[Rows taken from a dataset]
* start *

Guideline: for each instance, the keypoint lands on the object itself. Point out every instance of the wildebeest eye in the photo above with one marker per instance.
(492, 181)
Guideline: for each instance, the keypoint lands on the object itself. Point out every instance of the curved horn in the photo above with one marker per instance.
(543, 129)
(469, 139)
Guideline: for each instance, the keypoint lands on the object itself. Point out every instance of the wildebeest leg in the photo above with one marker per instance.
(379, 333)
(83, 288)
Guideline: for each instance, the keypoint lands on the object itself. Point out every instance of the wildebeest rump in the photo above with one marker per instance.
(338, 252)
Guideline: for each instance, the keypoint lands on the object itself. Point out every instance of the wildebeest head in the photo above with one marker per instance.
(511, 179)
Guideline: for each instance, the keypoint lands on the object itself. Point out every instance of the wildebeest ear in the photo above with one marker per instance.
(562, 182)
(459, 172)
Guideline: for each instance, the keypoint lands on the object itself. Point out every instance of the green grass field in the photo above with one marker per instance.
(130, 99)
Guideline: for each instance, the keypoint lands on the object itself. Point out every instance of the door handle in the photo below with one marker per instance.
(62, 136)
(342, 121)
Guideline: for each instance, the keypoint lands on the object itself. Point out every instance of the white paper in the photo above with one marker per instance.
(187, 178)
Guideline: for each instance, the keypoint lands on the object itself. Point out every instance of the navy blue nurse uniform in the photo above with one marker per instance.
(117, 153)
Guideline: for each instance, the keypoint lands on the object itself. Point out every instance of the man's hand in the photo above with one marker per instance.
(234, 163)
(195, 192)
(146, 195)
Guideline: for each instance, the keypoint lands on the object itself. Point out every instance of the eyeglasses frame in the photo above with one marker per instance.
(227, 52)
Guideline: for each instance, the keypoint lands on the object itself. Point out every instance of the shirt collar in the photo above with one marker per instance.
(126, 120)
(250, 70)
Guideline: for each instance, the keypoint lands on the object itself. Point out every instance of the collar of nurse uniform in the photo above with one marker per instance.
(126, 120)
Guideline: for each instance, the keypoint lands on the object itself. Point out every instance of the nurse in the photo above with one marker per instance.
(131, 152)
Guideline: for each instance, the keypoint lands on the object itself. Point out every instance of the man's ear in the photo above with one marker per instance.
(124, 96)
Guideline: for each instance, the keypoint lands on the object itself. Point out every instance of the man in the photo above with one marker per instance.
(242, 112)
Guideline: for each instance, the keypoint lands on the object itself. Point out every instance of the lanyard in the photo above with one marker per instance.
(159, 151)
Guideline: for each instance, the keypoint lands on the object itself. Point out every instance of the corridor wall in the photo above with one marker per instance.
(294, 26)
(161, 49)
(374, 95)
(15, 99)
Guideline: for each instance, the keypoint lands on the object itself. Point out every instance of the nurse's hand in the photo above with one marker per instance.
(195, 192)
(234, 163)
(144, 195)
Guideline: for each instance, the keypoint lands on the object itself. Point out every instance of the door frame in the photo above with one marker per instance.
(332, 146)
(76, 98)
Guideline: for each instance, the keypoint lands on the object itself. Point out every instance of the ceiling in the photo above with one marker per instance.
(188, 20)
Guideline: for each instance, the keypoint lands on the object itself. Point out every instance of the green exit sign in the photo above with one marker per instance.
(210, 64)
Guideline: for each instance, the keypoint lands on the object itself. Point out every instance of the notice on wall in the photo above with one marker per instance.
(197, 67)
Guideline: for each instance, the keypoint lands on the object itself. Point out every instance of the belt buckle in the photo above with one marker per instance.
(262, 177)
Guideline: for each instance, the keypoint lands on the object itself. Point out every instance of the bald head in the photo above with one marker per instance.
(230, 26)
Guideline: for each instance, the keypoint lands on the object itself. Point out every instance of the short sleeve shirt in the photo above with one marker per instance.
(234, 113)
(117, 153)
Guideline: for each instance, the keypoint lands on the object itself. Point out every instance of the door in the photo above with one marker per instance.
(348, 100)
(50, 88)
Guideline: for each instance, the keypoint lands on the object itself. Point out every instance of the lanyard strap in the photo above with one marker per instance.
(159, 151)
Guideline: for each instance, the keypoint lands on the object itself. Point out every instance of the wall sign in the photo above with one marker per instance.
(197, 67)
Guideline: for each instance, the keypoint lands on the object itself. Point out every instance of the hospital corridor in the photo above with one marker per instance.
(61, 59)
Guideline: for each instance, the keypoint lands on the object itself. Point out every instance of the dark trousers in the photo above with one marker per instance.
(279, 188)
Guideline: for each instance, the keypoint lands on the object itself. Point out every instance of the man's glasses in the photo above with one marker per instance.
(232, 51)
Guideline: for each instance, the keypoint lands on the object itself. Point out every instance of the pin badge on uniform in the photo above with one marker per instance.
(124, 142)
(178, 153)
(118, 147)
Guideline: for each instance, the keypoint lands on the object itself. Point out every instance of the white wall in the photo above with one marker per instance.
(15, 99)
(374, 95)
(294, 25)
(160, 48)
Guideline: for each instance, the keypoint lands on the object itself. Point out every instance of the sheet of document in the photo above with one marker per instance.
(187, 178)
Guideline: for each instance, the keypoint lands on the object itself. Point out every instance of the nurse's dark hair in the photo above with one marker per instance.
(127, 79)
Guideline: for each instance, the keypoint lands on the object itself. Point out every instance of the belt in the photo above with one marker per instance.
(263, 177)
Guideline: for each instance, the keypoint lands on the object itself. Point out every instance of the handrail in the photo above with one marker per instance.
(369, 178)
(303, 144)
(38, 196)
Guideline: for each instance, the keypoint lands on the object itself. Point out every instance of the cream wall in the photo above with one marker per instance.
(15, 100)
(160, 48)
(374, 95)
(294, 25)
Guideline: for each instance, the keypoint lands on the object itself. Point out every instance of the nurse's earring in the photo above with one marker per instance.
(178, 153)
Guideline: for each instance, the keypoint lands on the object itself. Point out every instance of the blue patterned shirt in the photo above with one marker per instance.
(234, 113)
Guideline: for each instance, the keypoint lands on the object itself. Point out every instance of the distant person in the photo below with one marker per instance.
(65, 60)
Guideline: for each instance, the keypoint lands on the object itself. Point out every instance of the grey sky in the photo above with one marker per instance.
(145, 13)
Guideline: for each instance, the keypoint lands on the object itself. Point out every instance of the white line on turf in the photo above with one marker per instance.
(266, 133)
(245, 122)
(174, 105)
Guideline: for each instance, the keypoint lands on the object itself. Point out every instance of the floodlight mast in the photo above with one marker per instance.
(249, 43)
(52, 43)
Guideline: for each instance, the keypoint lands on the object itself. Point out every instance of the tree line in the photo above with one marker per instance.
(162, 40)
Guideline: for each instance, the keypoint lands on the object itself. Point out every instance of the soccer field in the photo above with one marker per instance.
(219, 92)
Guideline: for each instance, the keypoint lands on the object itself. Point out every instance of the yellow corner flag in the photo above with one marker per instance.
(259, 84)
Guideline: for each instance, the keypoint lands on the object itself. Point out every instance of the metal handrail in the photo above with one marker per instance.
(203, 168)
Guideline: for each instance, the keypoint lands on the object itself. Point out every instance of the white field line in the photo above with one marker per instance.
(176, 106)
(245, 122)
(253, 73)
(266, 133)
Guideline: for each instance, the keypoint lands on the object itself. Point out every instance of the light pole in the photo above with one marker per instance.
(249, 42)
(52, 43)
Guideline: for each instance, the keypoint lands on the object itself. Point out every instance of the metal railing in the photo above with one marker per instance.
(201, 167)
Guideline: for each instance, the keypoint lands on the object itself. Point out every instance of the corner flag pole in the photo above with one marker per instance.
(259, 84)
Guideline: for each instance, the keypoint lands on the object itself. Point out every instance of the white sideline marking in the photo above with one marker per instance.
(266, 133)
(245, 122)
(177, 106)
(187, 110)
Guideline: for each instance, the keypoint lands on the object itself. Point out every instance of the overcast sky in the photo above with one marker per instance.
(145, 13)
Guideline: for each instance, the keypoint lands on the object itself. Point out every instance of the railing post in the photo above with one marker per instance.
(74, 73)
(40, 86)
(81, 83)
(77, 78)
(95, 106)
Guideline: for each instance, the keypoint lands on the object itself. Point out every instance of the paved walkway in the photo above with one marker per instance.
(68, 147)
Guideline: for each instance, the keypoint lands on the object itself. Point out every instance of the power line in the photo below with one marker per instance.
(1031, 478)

* end *
* start *

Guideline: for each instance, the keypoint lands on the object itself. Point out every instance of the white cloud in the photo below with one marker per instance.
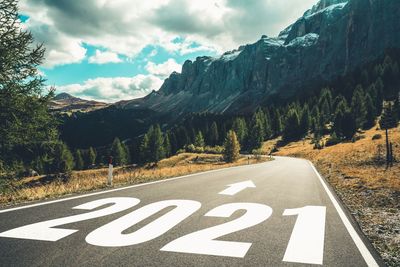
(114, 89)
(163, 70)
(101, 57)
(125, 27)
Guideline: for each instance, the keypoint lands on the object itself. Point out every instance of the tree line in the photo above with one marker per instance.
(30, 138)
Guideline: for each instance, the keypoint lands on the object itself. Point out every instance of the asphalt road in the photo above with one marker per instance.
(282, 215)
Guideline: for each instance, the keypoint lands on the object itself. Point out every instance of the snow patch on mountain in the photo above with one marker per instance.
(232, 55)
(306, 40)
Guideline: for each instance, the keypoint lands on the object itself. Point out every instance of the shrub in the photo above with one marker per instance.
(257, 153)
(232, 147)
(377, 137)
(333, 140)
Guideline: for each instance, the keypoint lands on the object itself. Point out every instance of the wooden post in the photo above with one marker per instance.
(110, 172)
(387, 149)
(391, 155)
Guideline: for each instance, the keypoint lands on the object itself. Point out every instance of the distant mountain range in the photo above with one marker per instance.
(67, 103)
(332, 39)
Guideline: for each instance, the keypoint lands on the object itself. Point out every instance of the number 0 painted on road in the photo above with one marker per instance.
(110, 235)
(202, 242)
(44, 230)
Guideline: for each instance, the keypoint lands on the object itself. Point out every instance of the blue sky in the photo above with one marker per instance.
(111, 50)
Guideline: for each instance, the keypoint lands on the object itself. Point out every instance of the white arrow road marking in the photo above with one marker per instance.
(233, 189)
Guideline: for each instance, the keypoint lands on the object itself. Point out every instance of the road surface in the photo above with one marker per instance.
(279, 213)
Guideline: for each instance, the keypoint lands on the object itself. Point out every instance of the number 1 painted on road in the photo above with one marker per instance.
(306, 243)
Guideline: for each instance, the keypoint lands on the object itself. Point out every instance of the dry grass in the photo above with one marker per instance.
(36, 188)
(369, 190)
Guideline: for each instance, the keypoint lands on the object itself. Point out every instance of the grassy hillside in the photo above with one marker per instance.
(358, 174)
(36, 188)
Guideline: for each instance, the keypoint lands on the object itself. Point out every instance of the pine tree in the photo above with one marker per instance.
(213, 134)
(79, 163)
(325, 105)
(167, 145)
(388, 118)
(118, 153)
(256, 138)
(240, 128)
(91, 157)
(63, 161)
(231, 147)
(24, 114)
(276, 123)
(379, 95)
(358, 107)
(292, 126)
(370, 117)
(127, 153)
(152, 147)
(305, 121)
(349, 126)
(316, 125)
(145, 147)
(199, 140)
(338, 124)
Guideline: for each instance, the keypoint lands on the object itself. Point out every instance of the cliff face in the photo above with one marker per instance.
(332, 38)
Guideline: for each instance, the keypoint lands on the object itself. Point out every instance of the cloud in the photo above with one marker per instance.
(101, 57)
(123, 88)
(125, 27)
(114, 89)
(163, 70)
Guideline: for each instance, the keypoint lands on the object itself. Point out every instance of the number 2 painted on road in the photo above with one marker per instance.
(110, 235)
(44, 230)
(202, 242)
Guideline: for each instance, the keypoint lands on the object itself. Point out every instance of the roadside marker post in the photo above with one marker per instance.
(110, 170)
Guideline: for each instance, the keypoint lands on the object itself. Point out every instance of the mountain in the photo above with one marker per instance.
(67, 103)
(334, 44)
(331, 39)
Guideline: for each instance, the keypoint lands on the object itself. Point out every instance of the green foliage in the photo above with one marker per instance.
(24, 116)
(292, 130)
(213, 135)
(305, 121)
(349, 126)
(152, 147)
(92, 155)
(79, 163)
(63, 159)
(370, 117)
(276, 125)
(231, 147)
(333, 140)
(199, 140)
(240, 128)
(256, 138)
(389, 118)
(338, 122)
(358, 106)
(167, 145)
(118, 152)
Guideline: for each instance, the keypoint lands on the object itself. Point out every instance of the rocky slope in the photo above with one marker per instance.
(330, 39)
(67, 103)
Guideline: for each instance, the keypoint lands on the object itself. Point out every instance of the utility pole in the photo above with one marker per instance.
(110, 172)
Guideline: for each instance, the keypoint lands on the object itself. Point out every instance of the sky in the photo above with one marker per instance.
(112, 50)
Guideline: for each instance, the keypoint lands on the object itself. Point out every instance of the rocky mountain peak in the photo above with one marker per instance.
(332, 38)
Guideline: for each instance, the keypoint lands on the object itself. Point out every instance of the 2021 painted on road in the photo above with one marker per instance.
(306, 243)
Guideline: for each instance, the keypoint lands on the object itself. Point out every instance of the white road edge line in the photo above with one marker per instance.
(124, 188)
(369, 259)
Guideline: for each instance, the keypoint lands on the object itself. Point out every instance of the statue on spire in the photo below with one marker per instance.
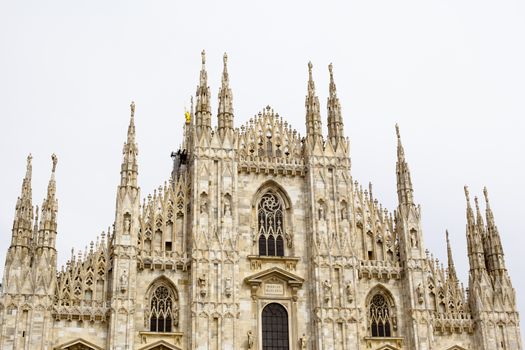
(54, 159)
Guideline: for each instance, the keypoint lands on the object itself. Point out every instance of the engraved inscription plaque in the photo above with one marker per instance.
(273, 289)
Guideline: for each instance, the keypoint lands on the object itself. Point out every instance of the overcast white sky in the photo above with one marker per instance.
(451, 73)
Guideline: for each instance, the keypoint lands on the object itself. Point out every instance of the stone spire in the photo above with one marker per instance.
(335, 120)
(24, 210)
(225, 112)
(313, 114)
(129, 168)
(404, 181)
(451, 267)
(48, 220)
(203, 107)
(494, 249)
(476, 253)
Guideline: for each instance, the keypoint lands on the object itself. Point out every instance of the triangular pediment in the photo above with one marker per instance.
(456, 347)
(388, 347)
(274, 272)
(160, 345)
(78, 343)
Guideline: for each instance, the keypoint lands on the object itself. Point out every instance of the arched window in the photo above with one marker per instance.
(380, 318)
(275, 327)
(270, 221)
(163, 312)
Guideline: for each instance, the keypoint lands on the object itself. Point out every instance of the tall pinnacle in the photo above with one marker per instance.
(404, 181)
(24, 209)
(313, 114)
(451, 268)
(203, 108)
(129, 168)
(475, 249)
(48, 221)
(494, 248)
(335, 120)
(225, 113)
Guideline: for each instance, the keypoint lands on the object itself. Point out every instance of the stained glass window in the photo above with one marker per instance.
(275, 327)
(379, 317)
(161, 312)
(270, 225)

* end *

• REQUIREMENT
Can you find every line above that contains the word "below" and copy each one in full?

• WORKED SOLUTION
Guideline: for each instance, the keypoint lands on the object itself. Point out every instance of the door handle in the photo below with one marker per instance.
Guideline: for each instance, the keypoint lands on the object itself. Point out every instance of the distant person in the photo below with one marker per instance.
Guideline: for each instance, the keypoint lands on the object itself. Point out every instance of the power line in the photo below with one marker per instance.
Guideline: for each instance, the keypoint lands on the object itself. Point out every instance of the white cloud in the photo below with one marker per instance.
Guideline: for each instance, the keypoint lands on the object itself. Point out every instance of the statue on spire in the photo below with one marker per instance.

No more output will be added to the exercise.